• [How to complete this task]
Every entry below must be repeated exactly; skip the pictures.

• [Records for processing]

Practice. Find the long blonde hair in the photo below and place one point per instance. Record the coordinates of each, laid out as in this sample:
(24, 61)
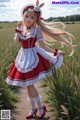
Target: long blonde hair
(53, 34)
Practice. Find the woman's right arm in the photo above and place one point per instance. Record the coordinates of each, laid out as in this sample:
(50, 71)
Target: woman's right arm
(17, 34)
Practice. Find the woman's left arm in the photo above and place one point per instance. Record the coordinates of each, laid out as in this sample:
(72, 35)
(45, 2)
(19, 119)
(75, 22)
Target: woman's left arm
(46, 48)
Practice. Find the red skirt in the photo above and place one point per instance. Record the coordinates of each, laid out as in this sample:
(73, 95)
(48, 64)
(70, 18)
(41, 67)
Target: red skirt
(17, 78)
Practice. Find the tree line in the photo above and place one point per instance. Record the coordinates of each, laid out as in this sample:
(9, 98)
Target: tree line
(67, 18)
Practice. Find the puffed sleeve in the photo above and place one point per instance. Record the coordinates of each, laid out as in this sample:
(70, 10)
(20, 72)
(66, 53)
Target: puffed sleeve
(39, 34)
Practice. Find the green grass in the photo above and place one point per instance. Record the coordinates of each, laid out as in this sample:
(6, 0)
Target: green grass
(68, 77)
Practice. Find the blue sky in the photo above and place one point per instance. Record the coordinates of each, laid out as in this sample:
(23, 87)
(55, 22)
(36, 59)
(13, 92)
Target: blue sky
(10, 10)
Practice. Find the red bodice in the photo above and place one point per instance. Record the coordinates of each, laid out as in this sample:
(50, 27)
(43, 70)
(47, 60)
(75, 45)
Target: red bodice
(28, 43)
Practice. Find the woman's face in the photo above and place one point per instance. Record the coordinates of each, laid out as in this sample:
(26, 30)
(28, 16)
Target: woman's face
(29, 19)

• [Output below]
Practice. Find the long blonde hair in the photo below and place one point per instance. Record the coordinates of each, laid out as in this sample:
(24, 61)
Target: long blonde hair
(53, 34)
Practice. Find the woman's right arm in the photo above and place one point per instance. Record the coordinates of each, laid out as in this sample:
(50, 71)
Target: woman's right arm
(17, 34)
Practice. Find the woman's left arm in the photo above and place one point per instance. Record the coordinates of each, laid out as in this sample:
(72, 35)
(45, 2)
(19, 119)
(75, 22)
Target: woman's left arm
(46, 48)
Practice. Find the red skirt in the photo above and place one point per instance. Record the coordinates of each, laid out as in this sample:
(73, 95)
(48, 64)
(70, 18)
(41, 67)
Target: red skirt
(17, 78)
Practice. Find the tree line in the photo above and place one point per instance. Record the coordinates of each, laid out as in this sample:
(9, 98)
Target: tree line
(67, 18)
Practice. Find the puffed sleeve in the photo above and place one point per instance. Record the coordinates of each, laid out as in this sample:
(70, 10)
(20, 72)
(66, 53)
Target: puffed sleeve
(39, 34)
Practice. Find the green grass in the photo above and place one point per instance. Record the coordinates of each, laid out as in this sample:
(6, 0)
Target: green grass
(68, 77)
Practice. Find the blue sky in the photo above and place one point per instance. Record the coordinates of each, laid out as in this sample:
(23, 87)
(55, 22)
(36, 59)
(13, 92)
Target: blue sky
(10, 10)
Practice. Find the red bodice in the photo above and place one point per instance. Record the coordinates of each, laid out as in this sample:
(50, 27)
(43, 70)
(47, 60)
(75, 45)
Target: red bodice
(28, 43)
Practice. Find the woman's face in the photo above and place one point per instance. Record the coordinates of each, laid out as in this sample:
(26, 30)
(28, 16)
Target: woman's face
(29, 19)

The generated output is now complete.